- [REQUIREMENT]:
Restate the lines word for word, from the one containing "Query: person in white robe" through the last line of the entries below, without any other lines.

*** Opening of RECORDS TO USE ***

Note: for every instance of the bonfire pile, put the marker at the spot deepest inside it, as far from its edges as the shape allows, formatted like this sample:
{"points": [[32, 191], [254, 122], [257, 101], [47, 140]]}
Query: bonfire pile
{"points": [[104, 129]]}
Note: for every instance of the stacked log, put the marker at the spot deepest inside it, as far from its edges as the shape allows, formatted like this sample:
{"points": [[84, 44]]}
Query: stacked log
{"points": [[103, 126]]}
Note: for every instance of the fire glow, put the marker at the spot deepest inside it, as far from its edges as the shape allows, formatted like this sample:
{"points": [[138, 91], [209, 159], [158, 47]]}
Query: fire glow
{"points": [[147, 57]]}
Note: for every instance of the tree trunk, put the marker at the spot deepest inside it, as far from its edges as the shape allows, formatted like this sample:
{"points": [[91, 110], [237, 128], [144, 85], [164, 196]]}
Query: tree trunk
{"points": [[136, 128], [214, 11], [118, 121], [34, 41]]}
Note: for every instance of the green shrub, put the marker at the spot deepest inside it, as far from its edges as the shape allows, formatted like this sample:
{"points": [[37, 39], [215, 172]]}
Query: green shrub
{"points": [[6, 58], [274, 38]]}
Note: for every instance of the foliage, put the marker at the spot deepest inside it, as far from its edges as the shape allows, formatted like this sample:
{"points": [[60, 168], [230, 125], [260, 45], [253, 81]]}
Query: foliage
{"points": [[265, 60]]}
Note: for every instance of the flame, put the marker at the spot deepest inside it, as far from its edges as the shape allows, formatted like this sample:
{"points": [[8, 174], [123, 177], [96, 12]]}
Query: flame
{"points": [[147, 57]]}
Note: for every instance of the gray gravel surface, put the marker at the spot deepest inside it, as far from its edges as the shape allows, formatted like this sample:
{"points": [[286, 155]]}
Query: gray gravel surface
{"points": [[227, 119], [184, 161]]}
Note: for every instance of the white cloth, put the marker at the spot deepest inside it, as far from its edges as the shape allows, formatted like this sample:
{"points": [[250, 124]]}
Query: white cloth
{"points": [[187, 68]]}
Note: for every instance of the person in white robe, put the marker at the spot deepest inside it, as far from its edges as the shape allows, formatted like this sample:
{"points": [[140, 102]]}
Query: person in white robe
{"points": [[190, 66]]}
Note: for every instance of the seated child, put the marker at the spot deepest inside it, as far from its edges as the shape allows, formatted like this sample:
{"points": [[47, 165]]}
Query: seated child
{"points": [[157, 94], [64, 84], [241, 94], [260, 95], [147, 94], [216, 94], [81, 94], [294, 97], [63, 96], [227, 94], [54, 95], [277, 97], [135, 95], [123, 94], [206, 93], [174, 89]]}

*** Close of RECORDS TO USE ***

- [RESPONSE TO THIS TASK]:
Query: person in white robe
{"points": [[190, 66]]}
Note: for every instance of the seated child, put the marker at the spot deepest inside it, as far from its edges as the shape allows, formatted like this sample:
{"points": [[47, 165]]}
Query: seated child
{"points": [[157, 94], [64, 84], [241, 94], [260, 95], [147, 94], [216, 94], [81, 94], [294, 97], [63, 96], [227, 94], [54, 95], [277, 97], [135, 95], [123, 94], [206, 93], [174, 89]]}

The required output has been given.